> [Detalhes da tarefa] Retorne o texto sobre Kourou na íntegra, sem nenhuma alteração.

─── Trecho citado ───

Publicado em 20 de outubro de 2022 às 05:00

 - Atualizado há 2 anos

. Crédito: .

Ouvi dizer da lenda, e não era lenda de que, no Verão de antanho, cadáveres boiavam nas águas mornas, quase paradas, das praias de Kourou, cidade balneária da Guiana Francesa. Nenhum deles era “o afogado mais lindo do mundo” - bem servido pela natureza e admirado pelas mulheres do conto de Garcia Marques. Eram afogados feios, rudes, barba crescida, corpos tatuados e marcados por percevejos e carrapatos; alguns exibiam furos recentes na pele, bicadas dos albatrozes quando os corpos afluíam na areia, me disseram. Todos sabiam que se tratava de presidiários da Ilha do Diabo, em tentativa frustrada de fuga. Mais uma de quem arriscava a vida para driblar a morte em vida.

Diz a lenda e não era lenda, eu mesmo constatei, que Kourou foi construída a cidade e a base espacial - por sete mil operários, brasileiros e colombianos, recrutados na Amazônia. Muitos morreram na Base vitimados pelo paludismo e os costumeiros acidentes de trabalho. A maioria retornou a seus países de origem, outros ficaram na cidade prestando serviços braçais, ou foram residir em Caiena. Quando o comissário dos dentes de ouro (juro que eram todos forrados a ouro, os da frente com certeza) me chamou para me perguntar qual era a minha na cidade, na delegacia de Caiena, estranhei que os cartazes na parede eram impressos em português. Perguntei o porquê? A maioria dos presos são brasileiros, explicou.

─── Registros ───

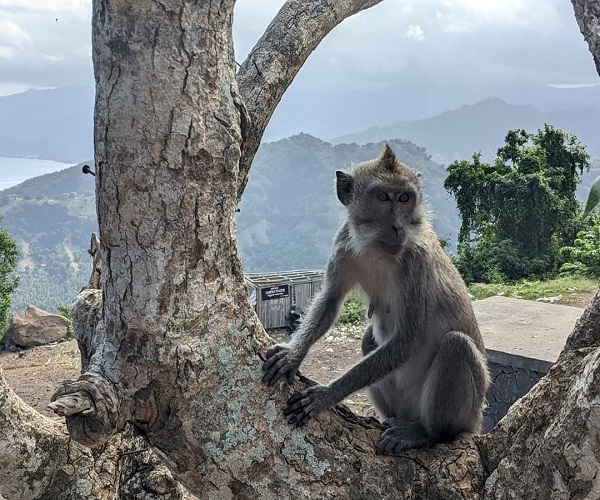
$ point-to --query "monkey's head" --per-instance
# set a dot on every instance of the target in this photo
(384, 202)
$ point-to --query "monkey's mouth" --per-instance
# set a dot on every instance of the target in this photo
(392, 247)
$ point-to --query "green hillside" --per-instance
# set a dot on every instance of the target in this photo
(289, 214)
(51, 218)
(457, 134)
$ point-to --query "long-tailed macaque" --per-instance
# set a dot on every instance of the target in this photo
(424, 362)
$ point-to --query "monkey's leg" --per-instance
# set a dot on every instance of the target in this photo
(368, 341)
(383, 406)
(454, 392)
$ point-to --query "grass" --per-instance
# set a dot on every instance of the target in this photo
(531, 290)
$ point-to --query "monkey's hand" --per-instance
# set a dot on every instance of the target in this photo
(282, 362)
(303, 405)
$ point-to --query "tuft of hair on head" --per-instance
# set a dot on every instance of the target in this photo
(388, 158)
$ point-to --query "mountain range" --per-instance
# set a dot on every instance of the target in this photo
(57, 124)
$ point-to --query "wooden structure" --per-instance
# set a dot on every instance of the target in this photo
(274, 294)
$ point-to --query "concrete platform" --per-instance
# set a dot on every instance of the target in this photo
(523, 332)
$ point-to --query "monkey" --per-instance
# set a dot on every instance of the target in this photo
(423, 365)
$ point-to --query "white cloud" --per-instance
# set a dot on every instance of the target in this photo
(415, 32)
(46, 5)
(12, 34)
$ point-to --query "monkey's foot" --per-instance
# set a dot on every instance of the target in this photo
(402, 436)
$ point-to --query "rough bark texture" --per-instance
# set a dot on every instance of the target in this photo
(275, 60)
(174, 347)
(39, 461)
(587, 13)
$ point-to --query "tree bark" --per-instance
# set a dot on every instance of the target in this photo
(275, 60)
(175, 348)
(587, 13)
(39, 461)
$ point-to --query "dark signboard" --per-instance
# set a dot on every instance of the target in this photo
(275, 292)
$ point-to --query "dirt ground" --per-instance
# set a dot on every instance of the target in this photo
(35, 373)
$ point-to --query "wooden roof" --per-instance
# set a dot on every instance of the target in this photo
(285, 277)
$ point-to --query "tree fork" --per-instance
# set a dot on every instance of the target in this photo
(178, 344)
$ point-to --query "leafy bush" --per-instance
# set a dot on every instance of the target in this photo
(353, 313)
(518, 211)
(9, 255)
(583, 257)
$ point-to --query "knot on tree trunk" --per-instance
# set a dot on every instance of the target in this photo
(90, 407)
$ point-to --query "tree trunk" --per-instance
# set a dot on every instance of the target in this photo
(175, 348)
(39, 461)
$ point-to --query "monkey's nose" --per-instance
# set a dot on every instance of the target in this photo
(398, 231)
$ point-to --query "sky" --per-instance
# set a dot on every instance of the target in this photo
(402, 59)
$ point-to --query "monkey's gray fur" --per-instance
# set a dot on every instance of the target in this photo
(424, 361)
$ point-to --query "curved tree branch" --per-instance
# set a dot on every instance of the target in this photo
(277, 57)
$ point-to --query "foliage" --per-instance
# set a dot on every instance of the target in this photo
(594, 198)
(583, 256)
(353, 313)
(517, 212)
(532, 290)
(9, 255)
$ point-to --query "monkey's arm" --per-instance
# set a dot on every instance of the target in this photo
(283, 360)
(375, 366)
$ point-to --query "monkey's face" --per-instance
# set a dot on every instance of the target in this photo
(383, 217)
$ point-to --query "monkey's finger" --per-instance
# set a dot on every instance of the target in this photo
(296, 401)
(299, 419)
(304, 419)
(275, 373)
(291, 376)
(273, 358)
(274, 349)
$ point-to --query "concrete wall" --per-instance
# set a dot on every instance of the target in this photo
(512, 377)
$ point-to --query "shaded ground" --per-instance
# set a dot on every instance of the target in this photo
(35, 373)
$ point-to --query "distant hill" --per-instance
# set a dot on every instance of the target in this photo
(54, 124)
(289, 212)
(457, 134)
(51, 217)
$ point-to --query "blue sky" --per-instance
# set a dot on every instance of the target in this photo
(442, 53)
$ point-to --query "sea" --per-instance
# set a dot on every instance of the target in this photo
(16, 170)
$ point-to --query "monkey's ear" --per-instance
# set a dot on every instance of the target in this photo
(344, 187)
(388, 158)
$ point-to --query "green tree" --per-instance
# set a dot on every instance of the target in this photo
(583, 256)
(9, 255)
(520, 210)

───

> [Resultado esperado]
Publicado em 20 de outubro de 2022 às 05:00

 - Atualizado há 2 anos

. Crédito: .

Ouvi dizer da lenda, e não era lenda de que, no Verão de antanho, cadáveres boiavam nas águas mornas, quase paradas, das praias de Kourou, cidade balneária da Guiana Francesa. Nenhum deles era “o afogado mais lindo do mundo” - bem servido pela natureza e admirado pelas mulheres do conto de Garcia Marques. Eram afogados feios, rudes, barba crescida, corpos tatuados e marcados por percevejos e carrapatos; alguns exibiam furos recentes na pele, bicadas dos albatrozes quando os corpos afluíam na areia, me disseram. Todos sabiam que se tratava de presidiários da Ilha do Diabo, em tentativa frustrada de fuga. Mais uma de quem arriscava a vida para driblar a morte em vida.

Diz a lenda e não era lenda, eu mesmo constatei, que Kourou foi construída a cidade e a base espacial - por sete mil operários, brasileiros e colombianos, recrutados na Amazônia. Muitos morreram na Base vitimados pelo paludismo e os costumeiros acidentes de trabalho. A maioria retornou a seus países de origem, outros ficaram na cidade prestando serviços braçais, ou foram residir em Caiena. Quando o comissário dos dentes de ouro (juro que eram todos forrados a ouro, os da frente com certeza) me chamou para me perguntar qual era a minha na cidade, na delegacia de Caiena, estranhei que os cartazes na parede eram impressos em português. Perguntei o porquê? A maioria dos presos são brasileiros, explicou.